> Task directions: Find each line in the rows below that contains the word "door" and copy it in full.

> Information provided:
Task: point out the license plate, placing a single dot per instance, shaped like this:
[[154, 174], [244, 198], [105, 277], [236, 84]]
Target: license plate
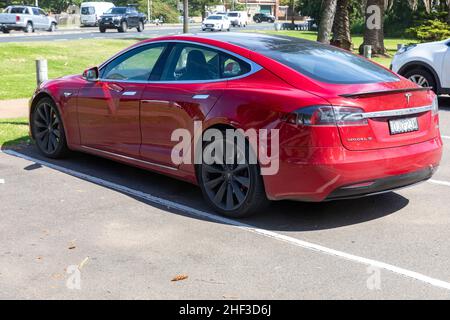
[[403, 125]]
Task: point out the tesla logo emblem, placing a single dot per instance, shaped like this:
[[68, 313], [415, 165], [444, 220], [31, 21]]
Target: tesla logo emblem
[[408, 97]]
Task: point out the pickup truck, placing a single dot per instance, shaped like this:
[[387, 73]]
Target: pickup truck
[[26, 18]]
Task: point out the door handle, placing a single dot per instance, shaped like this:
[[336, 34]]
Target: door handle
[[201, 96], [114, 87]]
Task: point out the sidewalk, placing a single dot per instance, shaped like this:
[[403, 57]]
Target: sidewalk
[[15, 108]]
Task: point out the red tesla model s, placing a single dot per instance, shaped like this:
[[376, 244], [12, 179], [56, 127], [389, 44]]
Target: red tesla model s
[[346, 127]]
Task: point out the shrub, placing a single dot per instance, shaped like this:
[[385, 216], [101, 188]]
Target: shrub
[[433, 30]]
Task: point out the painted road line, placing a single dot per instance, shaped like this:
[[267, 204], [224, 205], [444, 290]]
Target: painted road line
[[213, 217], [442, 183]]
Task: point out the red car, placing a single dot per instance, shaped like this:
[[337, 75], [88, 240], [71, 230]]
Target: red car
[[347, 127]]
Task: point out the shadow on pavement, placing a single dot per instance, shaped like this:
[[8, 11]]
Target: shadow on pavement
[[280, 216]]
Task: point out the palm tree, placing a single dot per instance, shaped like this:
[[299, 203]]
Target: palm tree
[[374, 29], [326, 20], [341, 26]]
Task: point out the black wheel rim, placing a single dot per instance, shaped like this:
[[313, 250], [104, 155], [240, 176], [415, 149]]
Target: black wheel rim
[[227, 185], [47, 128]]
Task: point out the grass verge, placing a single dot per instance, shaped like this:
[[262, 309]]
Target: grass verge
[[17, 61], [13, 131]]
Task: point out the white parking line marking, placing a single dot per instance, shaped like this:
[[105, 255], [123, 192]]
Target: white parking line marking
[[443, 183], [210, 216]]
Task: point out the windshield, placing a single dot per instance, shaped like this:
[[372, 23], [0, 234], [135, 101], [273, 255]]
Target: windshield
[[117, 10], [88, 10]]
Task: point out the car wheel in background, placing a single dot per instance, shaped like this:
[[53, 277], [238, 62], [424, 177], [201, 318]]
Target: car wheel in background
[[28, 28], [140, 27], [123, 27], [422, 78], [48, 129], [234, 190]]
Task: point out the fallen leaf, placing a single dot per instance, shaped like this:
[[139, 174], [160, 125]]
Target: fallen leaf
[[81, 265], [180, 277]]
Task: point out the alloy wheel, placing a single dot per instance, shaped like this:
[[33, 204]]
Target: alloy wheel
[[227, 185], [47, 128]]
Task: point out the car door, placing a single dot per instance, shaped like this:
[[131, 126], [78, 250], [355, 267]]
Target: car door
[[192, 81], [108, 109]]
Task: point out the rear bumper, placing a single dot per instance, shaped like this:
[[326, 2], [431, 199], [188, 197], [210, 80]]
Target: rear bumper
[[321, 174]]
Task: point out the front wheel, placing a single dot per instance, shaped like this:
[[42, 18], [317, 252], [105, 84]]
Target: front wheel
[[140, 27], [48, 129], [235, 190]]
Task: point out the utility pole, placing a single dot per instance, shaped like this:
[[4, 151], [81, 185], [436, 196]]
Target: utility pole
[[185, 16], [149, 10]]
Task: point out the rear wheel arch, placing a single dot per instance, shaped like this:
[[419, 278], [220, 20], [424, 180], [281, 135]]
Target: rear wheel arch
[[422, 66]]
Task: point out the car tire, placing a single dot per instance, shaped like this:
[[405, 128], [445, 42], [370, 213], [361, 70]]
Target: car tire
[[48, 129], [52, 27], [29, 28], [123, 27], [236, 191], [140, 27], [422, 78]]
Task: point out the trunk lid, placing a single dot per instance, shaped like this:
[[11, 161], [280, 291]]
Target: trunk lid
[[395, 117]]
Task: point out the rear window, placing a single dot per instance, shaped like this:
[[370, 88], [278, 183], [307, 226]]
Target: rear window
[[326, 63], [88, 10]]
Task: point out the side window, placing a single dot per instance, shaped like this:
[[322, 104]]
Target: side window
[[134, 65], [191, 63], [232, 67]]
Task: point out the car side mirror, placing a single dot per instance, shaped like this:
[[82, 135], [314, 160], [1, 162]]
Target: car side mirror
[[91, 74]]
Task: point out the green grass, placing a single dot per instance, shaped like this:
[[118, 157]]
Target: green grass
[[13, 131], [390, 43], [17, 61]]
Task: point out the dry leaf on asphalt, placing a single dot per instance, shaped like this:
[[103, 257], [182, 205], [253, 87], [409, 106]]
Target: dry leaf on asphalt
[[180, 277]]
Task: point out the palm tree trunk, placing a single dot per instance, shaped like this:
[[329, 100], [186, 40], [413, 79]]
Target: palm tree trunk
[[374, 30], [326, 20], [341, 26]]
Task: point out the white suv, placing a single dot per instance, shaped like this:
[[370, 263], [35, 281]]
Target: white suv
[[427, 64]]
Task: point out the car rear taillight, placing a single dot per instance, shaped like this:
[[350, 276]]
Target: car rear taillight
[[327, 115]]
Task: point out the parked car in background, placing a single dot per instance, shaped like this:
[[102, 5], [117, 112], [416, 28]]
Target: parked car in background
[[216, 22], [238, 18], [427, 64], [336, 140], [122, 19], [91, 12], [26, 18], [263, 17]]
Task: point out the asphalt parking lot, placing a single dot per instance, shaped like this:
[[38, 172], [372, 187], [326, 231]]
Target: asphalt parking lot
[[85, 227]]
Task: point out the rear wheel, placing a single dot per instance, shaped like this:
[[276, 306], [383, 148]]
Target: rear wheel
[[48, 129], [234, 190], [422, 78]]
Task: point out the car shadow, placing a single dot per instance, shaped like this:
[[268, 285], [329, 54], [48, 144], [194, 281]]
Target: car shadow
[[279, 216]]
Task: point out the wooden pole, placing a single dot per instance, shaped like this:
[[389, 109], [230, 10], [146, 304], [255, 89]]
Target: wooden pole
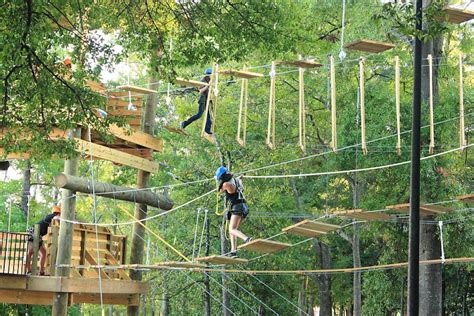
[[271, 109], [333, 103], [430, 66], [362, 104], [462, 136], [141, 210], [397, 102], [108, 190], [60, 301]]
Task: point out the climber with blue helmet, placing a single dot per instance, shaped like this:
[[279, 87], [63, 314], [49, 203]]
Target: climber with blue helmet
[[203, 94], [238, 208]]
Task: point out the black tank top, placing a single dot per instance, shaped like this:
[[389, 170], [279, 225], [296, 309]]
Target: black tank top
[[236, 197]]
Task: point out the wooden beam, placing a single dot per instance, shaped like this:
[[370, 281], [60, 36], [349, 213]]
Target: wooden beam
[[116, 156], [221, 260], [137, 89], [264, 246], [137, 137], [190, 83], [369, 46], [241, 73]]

...

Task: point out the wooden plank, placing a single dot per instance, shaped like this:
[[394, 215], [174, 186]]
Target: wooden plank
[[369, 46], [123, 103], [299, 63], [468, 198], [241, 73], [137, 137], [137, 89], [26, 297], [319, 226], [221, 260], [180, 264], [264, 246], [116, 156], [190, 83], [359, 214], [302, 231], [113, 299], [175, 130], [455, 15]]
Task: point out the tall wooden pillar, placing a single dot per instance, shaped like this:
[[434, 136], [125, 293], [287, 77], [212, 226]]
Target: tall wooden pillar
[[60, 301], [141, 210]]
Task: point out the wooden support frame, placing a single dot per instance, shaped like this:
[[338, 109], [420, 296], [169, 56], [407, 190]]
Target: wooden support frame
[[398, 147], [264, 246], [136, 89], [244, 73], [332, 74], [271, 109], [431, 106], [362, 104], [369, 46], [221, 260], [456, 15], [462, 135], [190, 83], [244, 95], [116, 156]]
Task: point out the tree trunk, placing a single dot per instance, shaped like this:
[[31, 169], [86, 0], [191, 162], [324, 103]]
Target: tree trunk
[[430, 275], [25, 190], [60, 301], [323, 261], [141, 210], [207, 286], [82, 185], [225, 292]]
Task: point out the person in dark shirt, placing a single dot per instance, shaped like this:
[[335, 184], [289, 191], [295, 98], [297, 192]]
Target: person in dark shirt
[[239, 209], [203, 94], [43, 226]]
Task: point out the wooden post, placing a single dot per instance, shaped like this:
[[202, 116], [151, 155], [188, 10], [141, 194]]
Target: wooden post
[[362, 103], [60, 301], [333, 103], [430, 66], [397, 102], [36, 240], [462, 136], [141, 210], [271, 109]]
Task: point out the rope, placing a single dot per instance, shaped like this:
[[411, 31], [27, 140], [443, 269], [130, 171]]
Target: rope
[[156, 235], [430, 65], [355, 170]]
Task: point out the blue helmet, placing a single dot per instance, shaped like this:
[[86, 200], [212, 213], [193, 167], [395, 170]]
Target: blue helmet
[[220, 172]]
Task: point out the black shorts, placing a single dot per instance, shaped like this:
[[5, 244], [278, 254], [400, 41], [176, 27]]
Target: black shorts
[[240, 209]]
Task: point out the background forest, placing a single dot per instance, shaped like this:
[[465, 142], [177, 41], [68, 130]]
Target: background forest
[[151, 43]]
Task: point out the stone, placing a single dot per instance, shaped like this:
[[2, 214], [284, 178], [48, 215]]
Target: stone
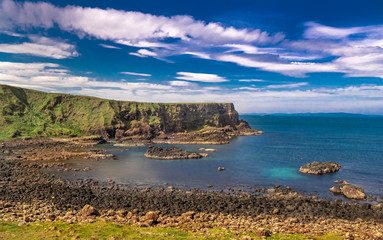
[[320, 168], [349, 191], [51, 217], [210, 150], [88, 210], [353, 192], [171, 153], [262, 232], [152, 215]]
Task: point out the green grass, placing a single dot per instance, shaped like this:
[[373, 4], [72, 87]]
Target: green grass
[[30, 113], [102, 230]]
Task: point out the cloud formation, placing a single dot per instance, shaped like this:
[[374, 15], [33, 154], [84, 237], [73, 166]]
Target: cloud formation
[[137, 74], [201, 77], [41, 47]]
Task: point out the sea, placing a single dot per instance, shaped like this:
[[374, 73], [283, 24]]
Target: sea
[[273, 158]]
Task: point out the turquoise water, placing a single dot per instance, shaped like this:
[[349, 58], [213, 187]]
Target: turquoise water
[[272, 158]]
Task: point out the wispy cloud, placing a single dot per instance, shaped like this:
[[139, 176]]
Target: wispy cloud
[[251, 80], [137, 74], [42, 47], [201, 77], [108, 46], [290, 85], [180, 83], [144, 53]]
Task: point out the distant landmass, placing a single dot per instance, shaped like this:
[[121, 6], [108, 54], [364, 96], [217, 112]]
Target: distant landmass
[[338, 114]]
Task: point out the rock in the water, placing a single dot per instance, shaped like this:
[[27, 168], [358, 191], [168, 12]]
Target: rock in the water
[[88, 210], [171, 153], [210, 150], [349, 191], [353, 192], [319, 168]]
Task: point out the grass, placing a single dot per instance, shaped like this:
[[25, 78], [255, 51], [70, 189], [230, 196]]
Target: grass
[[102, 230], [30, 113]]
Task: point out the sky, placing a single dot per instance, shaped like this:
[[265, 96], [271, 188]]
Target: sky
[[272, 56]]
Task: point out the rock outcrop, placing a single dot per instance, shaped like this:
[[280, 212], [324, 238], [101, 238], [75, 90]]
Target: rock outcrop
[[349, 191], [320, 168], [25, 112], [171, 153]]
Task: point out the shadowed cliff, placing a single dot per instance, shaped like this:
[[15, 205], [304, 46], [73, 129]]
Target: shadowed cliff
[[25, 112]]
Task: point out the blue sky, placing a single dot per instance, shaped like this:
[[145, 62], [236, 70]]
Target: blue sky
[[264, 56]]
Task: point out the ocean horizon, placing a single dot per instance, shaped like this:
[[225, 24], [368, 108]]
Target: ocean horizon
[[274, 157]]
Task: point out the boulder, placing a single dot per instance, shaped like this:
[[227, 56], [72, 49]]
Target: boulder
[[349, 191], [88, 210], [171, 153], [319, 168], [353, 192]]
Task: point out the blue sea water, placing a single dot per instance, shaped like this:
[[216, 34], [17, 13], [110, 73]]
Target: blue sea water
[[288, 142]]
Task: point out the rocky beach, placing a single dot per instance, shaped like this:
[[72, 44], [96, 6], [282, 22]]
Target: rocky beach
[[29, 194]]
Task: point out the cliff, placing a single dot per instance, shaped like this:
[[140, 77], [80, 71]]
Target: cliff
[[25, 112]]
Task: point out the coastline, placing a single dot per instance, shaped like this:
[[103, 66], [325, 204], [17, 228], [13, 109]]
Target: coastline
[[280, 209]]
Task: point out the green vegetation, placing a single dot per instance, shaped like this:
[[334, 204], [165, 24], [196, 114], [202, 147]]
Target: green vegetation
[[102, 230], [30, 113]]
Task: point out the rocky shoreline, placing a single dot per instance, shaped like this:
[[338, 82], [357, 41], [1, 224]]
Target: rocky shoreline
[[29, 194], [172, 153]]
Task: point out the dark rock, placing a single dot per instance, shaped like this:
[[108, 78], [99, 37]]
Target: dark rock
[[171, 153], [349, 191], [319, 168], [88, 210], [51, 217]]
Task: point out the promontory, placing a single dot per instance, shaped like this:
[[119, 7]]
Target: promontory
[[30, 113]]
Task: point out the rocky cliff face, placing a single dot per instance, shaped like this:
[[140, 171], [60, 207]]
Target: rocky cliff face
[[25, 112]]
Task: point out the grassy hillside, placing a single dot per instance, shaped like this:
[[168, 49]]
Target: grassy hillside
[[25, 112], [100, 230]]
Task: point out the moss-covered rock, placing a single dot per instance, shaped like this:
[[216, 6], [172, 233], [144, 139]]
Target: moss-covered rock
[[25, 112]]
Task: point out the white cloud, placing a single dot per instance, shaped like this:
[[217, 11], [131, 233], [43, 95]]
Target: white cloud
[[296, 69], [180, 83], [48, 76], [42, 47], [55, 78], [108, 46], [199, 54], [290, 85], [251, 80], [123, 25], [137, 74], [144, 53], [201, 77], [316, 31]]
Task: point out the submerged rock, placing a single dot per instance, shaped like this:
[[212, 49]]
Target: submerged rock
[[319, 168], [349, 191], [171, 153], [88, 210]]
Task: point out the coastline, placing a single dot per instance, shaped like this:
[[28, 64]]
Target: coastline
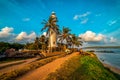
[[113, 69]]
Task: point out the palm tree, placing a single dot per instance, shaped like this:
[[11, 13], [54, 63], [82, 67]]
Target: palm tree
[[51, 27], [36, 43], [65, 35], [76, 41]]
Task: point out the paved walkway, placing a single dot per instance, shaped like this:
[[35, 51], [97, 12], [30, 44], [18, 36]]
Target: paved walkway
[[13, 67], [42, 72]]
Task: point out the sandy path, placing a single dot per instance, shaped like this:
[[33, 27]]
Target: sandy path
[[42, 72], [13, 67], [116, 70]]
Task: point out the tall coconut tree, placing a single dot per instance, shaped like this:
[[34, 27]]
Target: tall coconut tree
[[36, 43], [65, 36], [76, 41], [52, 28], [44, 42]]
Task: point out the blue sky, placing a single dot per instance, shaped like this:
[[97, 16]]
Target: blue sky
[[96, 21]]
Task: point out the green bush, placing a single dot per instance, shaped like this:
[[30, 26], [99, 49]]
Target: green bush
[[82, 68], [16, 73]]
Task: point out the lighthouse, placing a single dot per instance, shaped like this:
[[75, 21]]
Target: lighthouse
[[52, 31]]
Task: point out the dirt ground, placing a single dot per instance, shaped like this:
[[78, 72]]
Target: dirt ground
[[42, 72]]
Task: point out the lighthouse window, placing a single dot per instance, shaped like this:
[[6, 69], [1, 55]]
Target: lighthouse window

> Written solution:
Task: point out the door handle, placing a single dot per instance, shaped like this:
Target: door handle
Task: point out the car door, placing a single dot per instance, shaped like this:
Target: car door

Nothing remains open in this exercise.